**Your goal**.
Reproduce the following entries verbatim, each one complete.

[Opening Data supplied section]

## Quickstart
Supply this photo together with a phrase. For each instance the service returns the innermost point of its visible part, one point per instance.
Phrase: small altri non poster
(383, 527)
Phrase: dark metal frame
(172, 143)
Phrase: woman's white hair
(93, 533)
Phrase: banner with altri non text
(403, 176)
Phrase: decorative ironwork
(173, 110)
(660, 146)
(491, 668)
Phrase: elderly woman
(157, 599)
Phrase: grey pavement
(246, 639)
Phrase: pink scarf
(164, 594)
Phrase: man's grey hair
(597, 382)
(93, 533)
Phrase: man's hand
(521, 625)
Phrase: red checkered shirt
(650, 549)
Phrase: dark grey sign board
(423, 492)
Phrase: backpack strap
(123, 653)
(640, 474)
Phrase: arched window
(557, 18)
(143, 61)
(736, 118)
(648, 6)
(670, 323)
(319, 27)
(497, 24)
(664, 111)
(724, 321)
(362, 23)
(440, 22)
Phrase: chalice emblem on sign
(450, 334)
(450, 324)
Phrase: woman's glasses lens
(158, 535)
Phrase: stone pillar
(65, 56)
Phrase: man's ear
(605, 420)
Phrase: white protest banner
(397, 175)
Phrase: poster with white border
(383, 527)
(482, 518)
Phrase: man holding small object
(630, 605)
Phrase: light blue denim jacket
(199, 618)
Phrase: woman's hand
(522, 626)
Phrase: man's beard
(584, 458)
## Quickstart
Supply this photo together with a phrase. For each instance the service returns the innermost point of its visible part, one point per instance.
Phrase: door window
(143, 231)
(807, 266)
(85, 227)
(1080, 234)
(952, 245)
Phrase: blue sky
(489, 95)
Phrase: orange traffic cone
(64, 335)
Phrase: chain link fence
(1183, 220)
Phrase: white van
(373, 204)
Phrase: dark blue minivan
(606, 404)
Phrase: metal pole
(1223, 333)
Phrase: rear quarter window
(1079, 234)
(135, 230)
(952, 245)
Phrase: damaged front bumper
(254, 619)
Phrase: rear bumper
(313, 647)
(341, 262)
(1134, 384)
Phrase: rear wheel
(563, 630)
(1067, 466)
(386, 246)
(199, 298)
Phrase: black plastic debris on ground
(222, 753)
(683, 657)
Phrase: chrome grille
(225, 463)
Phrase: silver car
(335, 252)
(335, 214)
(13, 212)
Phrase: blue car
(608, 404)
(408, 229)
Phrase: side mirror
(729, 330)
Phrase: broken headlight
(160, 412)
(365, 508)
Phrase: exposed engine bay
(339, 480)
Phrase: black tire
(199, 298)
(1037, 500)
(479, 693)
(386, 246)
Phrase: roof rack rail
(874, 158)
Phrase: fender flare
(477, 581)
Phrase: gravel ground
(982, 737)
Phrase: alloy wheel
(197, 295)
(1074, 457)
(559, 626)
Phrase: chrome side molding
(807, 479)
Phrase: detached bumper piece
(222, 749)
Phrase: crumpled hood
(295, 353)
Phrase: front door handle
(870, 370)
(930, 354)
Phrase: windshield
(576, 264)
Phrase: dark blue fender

[Closing Data supplied section]

**Answer to this task**.
## Quickstart
Supply this photo together with a phrase. For each instance the service returns the innermost point of its visible part, one point per instance.
Phrase: small altri non poster
(383, 527)
Phrase: dark metal frame
(172, 143)
Phrase: woman's white hair
(93, 533)
Phrase: banner with altri non text
(403, 176)
Phrase: decorative ironwork
(173, 110)
(660, 146)
(491, 668)
Phrase: elderly woman
(157, 599)
Phrase: grey pavement
(246, 639)
Phrase: pink scarf
(164, 594)
Phrase: man's grey hair
(597, 382)
(93, 533)
Phrase: man's hand
(521, 625)
Phrase: red checkered shirt
(650, 549)
Phrase: dark grey sign board
(423, 492)
Phrase: backpack strap
(123, 653)
(640, 474)
Phrase: arched window
(557, 18)
(143, 61)
(736, 118)
(648, 6)
(670, 323)
(319, 27)
(497, 24)
(664, 111)
(724, 321)
(362, 23)
(440, 22)
Phrase: chalice emblem on sign
(450, 334)
(450, 324)
Phrase: woman's glasses lens
(158, 535)
Phrase: stone pillar
(65, 56)
Phrase: man's ear
(605, 420)
Phrase: white protest banner
(397, 175)
Phrase: poster with white border
(383, 527)
(482, 518)
Phrase: man holding small object
(630, 605)
Phrase: light blue denim jacket
(199, 618)
Phrase: woman's hand
(522, 626)
Phrase: man's beard
(584, 458)
## Quickstart
Supply this photo together with a phrase. For each instance the service returns the innermost point of its visible part, one point per instance.
Phrase: door window
(143, 231)
(807, 266)
(85, 227)
(1080, 234)
(952, 245)
Phrase: blue sky
(489, 95)
Phrase: orange traffic cone
(64, 335)
Phrase: chain link fence
(1183, 220)
Phrase: white van
(373, 204)
Phrase: dark blue minivan
(606, 404)
Phrase: metal pole
(1223, 333)
Phrase: rear quarter window
(1079, 234)
(135, 230)
(952, 245)
Phrase: damaged front bumper
(254, 619)
Phrase: rear bumper
(313, 647)
(341, 262)
(1134, 384)
Phrase: rear wheel
(563, 630)
(1067, 466)
(386, 246)
(199, 298)
Phrase: black plastic debris on ground
(222, 753)
(683, 657)
Phrase: chrome grille
(225, 463)
Phrase: silver car
(335, 252)
(335, 214)
(13, 212)
Phrase: blue car
(608, 404)
(408, 229)
Phrase: side mirror
(729, 330)
Phrase: broken headlight
(160, 412)
(365, 508)
Phrase: exposed engine bay
(339, 480)
Phrase: black tire
(199, 298)
(1037, 500)
(479, 693)
(386, 246)
Phrase: roof rack rail
(874, 158)
Phrase: fender flare
(477, 581)
Phrase: gravel ground
(982, 737)
Phrase: alloy wheel
(197, 295)
(1074, 457)
(559, 626)
Phrase: chrome side molding
(807, 479)
Phrase: detached bumper piece
(222, 749)
Phrase: crumpled hood
(295, 353)
Phrase: front door handle
(870, 370)
(930, 354)
Phrase: windshield
(576, 264)
Phrase: dark blue fender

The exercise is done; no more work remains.